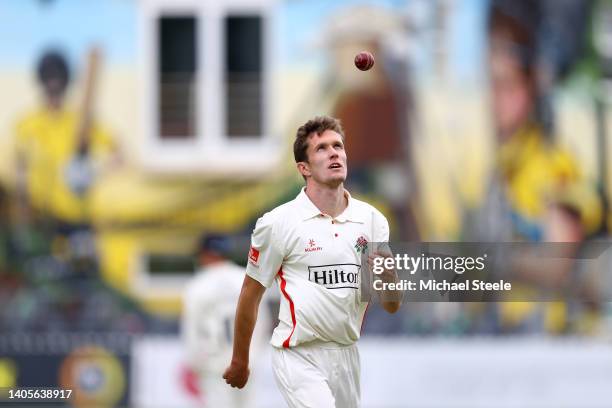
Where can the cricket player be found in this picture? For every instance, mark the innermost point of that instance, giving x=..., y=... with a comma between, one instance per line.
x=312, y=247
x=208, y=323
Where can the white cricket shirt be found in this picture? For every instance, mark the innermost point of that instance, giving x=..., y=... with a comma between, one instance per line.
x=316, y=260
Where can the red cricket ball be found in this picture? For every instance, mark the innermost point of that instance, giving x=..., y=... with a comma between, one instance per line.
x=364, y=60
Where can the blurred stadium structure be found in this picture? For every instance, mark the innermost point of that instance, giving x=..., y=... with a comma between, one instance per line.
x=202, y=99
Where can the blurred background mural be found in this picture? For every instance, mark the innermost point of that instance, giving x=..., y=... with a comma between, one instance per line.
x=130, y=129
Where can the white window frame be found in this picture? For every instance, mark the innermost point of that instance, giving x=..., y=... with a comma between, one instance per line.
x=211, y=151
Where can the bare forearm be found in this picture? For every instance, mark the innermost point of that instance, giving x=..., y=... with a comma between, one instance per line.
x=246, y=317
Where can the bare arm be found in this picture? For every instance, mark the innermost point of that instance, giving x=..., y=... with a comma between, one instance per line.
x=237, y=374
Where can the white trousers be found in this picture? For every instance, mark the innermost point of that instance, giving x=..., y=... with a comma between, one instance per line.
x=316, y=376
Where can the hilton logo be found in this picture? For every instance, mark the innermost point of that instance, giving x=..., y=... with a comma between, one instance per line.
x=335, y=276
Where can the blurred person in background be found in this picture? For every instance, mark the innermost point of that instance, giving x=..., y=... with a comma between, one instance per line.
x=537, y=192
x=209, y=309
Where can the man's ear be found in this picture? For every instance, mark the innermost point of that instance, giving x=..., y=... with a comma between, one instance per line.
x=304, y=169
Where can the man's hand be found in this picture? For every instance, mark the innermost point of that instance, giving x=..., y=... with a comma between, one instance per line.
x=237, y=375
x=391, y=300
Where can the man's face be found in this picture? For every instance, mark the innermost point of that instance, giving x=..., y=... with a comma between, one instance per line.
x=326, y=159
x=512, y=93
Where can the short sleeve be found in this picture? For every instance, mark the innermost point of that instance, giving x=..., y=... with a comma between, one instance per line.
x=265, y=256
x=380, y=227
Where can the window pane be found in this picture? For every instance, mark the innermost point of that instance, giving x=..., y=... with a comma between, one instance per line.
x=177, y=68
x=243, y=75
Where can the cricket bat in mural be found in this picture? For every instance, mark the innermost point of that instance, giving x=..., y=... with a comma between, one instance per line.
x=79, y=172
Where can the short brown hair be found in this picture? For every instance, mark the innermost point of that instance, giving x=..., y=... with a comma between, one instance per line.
------------------------------
◆ **What is needed**
Write out exactly the final stretch of the records: the line containing "Where can the short sleeve" and every line after it, through the last, and nothing else.

◆ **Exercise answer**
Where can the short sleeve be found in this picture? For every instance, mark the innermost point of that instance, giving x=..., y=... with a comma between, one instance per line.
x=265, y=256
x=380, y=227
Where can the window pane be found in this picture? For every instance, mark the innermost point of that instance, giving x=..., y=... with a comma between, one instance per line.
x=177, y=68
x=243, y=75
Where can the cricket bat in mural be found in this picture? For every instance, mark the innermost point of that instance, giving x=..., y=... with a comma between, one instance per line.
x=79, y=172
Where can the short brown hair be found in this picture? For every instance, mark the innermost point of that instance, giving x=..., y=... with a comma between, one instance per line.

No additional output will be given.